■ Stated problem
Pick out each line below that contains the word "background" and copy it.

■ Given data
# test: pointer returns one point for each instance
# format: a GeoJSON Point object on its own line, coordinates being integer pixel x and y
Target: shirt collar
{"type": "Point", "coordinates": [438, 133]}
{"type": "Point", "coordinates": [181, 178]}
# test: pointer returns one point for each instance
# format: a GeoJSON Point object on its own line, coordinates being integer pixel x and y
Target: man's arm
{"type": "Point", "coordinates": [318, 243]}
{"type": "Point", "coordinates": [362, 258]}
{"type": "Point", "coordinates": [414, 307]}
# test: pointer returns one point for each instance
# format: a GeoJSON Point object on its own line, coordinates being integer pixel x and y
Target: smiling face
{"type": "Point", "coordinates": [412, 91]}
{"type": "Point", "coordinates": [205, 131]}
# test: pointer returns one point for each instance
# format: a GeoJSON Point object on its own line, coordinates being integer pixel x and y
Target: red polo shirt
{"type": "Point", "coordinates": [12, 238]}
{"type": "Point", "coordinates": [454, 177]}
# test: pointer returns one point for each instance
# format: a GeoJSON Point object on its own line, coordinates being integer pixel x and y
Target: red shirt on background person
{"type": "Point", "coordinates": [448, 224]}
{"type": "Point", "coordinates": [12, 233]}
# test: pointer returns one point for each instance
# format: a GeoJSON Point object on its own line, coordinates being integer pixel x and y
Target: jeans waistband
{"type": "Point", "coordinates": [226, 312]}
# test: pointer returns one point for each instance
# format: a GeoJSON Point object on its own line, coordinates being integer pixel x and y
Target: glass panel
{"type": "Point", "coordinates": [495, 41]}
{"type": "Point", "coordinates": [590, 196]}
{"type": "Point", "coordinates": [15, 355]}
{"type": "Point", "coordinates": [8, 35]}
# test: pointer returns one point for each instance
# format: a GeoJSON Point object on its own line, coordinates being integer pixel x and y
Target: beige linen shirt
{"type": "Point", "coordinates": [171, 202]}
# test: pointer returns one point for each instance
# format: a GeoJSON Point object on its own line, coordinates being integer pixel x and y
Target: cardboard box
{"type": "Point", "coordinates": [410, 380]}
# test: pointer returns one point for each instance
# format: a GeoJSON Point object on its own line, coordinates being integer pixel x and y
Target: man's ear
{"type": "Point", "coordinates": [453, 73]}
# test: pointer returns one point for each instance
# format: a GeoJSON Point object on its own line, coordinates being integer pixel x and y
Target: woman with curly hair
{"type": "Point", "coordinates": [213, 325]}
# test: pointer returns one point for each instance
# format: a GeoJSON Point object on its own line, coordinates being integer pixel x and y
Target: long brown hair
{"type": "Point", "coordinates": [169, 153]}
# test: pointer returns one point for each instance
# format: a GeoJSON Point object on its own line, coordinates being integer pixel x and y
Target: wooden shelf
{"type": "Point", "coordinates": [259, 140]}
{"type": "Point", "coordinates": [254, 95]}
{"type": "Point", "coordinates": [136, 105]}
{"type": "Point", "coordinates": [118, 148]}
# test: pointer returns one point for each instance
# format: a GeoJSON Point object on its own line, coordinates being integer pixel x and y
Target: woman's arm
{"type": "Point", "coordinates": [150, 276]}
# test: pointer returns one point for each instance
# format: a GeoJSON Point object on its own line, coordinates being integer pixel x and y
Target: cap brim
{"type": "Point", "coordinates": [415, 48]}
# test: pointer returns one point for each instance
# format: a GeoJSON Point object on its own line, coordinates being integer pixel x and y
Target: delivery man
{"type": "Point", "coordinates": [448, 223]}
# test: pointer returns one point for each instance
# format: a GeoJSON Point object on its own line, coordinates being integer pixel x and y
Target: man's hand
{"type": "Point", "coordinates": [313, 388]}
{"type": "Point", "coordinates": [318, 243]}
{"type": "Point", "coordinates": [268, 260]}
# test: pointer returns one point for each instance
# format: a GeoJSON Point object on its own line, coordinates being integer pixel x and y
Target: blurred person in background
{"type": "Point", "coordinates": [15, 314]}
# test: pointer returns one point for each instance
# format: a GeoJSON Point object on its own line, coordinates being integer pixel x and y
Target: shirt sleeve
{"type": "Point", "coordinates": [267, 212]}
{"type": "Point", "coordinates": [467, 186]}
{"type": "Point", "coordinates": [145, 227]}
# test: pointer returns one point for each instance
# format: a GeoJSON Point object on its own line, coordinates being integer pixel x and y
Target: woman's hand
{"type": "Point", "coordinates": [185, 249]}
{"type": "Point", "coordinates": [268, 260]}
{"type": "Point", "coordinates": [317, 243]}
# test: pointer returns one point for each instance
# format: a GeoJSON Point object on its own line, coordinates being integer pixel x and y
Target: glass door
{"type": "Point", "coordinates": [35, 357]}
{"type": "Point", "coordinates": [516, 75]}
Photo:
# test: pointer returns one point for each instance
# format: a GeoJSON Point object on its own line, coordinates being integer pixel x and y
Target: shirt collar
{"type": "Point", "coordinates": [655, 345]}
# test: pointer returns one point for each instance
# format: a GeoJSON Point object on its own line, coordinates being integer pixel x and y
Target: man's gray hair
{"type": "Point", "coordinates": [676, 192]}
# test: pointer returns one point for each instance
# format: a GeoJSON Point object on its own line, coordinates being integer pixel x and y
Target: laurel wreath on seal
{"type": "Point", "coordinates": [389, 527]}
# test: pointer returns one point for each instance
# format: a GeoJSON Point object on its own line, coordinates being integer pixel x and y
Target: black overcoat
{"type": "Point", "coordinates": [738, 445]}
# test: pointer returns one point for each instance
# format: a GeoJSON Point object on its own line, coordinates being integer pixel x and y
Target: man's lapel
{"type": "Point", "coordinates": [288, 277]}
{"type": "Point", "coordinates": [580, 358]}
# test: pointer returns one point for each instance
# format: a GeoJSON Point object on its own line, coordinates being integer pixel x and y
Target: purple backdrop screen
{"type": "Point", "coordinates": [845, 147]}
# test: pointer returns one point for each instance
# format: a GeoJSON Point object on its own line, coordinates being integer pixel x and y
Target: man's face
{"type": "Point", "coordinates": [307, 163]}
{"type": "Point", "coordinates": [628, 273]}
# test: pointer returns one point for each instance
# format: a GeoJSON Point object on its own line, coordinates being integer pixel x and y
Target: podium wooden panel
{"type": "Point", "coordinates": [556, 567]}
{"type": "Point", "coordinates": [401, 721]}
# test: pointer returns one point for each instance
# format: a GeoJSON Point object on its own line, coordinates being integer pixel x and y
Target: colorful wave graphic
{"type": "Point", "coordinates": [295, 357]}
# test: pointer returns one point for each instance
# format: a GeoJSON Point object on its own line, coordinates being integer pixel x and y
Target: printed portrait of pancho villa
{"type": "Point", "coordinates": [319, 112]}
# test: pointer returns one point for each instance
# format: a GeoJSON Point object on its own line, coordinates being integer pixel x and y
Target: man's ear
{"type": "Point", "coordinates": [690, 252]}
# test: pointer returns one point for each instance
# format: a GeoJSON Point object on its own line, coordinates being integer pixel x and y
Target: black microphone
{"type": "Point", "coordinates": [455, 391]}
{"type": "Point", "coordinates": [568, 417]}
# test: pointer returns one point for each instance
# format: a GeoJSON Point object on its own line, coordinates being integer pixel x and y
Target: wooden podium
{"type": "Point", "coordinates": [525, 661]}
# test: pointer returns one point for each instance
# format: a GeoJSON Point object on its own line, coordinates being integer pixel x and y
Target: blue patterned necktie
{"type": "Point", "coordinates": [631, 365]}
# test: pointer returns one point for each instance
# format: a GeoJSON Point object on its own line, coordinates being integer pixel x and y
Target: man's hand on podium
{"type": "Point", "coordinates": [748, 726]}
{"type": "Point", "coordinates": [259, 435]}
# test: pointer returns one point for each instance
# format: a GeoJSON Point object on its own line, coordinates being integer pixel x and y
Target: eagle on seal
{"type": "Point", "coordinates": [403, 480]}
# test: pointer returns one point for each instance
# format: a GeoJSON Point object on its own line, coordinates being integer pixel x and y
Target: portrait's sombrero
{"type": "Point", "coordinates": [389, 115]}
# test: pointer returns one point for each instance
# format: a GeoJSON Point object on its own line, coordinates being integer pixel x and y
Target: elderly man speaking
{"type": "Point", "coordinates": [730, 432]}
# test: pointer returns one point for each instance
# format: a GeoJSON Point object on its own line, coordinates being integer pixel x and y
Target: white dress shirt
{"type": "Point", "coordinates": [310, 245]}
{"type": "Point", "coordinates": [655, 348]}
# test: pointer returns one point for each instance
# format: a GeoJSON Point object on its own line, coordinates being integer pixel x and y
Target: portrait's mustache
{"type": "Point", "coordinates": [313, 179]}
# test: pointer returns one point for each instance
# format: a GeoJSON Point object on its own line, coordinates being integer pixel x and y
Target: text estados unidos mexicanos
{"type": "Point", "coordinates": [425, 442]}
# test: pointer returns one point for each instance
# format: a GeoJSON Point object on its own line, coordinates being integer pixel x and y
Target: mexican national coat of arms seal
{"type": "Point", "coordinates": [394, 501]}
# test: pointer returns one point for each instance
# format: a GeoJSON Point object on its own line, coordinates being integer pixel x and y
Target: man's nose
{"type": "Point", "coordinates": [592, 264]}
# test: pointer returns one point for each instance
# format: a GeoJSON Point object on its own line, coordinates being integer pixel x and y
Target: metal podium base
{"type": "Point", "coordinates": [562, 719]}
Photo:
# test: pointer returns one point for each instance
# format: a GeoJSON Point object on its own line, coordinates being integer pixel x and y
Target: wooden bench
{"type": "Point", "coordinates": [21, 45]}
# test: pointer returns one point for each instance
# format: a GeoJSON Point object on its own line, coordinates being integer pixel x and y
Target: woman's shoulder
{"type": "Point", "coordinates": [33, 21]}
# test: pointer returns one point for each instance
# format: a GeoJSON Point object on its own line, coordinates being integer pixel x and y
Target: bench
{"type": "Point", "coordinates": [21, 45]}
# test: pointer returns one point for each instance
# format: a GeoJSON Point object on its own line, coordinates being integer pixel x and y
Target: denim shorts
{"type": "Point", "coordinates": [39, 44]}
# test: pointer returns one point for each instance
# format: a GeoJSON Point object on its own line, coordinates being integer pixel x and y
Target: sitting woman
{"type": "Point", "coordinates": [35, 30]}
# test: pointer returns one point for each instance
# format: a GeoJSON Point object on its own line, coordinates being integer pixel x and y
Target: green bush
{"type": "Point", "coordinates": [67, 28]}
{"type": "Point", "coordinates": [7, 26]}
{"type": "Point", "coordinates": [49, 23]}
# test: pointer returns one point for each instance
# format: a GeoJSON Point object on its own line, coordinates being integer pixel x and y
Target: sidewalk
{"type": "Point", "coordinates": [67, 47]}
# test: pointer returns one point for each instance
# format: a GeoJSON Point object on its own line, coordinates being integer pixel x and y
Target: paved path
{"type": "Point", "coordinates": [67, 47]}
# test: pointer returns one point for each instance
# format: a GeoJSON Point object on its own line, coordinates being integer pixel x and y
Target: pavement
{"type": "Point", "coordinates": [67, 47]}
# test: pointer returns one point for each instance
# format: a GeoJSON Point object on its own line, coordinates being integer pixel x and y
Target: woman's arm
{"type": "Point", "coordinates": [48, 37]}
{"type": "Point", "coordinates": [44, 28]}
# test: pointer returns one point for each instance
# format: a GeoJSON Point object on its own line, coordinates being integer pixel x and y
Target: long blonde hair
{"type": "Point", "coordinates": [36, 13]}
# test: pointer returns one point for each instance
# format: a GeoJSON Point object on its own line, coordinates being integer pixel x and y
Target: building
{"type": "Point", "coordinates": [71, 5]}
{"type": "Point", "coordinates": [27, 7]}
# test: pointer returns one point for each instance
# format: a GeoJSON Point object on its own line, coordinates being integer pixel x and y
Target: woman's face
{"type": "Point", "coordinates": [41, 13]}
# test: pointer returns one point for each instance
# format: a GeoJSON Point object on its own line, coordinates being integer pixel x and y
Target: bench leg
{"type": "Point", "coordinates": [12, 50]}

■ Answer
Target: red shirt on background person
Target: blurred person in background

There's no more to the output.